You make the perfect cake batter. It tastes like pure heaven. You bake it, and when you turn it out, you find that it’s full of air holes and pockets. Find out today how to stop this from happening!
I was asked over the weekend, “How do you get your cakes not to have those funky hole-y type textures and holes all throughout it?”. It was from that discussion that I realized they didn’t understand some basic cake-baking concepts – such as room-temperature ingredients, creaming butter, sifting dry ingredients, preparing the cake pans, and incorporating air pockets into the batter. Honestly, I tend to take for granted things that I’ve been baking for decades, assuming people know the basics—shame on me. Today, let’s cover one of the basics: air bubbles in your batter.
The type of flour you use is essential. When I make cakes, most of the time I use cake flour as it doesn’t have as high a protein count as AP flour.
What I was taught is, aside from an Angel food cake or a light sponge cake batter, if you’ve mixed it perfectly, all you need to do is give your filled cake pan(s) a few good (but not hard-slamming) whacks against the counter. I put a tea-towel beneath it and gave it a few whacks against the counter.
What this does is agitate the air bubbles to the surface, where they either pop from the impact or can be popped with a spatula.
Now, if you don’t feel comfortable doing that, you can always run a skewer, spatula, or knife through the cake batter after you’ve poured it into the pan. This will loosen the air pockets, allowing them to rise to the surface. However, I would still give it a few taps against the counter.
Keep in mind, those sponge and angel food cakes that NEED the air bubbles you would not do this as you want to keep the air bubbles/pockets.

> ASSIGNMENT 1
Which basic cake-baking concepts does the cake batter air-hole passage say the person asking did not understand?
> ASSIGNMENT 2
Return everything in the cake batter air-hole passage from "I was asked" down to "in your batter.".
Rely only on the cake batter air-hole passage for what comes next.

> DATA EXCERPTS

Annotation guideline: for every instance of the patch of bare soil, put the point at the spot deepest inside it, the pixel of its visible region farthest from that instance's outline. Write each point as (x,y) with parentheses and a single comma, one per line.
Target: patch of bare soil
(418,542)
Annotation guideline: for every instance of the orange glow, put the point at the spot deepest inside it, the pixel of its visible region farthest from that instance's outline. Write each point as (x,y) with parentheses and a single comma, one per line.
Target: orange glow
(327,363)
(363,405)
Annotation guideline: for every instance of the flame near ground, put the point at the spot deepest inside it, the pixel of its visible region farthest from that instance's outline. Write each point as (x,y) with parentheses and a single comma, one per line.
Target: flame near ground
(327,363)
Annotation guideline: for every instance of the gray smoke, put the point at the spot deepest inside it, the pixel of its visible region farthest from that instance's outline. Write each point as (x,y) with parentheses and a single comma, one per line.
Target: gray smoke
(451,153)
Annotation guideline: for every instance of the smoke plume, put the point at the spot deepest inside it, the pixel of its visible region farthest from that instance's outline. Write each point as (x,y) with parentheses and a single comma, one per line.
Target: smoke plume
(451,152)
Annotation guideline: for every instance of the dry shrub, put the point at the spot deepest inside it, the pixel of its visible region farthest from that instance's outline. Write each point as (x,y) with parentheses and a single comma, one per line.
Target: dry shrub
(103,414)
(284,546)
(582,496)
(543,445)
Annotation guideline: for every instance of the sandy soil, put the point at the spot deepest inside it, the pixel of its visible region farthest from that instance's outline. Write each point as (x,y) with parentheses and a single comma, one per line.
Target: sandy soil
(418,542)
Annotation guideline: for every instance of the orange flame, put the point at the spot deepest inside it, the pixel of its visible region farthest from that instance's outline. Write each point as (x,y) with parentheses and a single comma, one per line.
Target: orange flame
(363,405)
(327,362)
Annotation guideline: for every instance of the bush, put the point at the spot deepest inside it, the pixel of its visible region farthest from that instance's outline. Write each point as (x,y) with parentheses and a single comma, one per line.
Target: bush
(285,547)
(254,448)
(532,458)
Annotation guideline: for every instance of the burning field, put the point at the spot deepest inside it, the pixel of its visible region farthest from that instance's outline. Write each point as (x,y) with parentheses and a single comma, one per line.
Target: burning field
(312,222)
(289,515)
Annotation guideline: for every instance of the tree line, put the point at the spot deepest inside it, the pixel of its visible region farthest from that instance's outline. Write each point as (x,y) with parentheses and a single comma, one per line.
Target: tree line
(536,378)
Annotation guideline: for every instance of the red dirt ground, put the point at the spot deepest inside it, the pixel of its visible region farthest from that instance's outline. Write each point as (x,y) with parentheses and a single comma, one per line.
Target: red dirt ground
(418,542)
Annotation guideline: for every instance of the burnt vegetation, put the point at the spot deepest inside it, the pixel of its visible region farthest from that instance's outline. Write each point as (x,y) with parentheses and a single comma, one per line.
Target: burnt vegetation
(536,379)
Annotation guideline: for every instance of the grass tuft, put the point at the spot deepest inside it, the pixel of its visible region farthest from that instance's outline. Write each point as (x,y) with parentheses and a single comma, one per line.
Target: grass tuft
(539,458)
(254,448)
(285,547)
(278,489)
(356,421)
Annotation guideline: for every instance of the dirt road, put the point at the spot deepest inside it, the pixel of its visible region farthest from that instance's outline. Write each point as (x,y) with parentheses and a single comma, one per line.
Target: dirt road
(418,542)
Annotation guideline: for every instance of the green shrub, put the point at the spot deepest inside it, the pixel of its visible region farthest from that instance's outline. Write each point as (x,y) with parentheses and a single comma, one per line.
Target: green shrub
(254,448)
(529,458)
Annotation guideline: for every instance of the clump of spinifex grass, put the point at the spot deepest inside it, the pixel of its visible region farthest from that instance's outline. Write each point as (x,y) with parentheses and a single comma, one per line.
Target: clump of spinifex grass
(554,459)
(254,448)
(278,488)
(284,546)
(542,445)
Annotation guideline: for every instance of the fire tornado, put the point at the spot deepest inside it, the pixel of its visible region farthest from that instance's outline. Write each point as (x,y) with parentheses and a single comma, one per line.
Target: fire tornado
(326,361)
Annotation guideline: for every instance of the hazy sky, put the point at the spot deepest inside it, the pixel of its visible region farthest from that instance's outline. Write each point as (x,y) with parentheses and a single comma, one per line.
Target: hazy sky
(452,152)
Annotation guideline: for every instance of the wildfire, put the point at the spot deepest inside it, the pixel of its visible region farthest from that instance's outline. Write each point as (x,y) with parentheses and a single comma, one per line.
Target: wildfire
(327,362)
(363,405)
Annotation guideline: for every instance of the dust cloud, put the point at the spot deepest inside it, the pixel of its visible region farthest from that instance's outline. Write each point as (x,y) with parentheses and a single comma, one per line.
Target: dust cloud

> TASK RESULT 1
- Room-temperature ingredients
- Creaming butter
- Sifting dry ingredients
- Preparing the cake pans
- Incorporating air pockets into the batter

> TASK RESULT 2
I was asked over the weekend, “How do you get your cakes not to have those funky hole-y type textures and holes all throughout it?”. It was from that discussion that I realized they didn’t understand some basic cake-baking concepts – such as room-temperature ingredients, creaming butter, sifting dry ingredients, preparing the cake pans, and incorporating air pockets into the batter. Honestly, I tend to take for granted things that I’ve been baking for decades, assuming people know the basics—shame on me. Today, let’s cover one of the basics: air bubbles in your batter.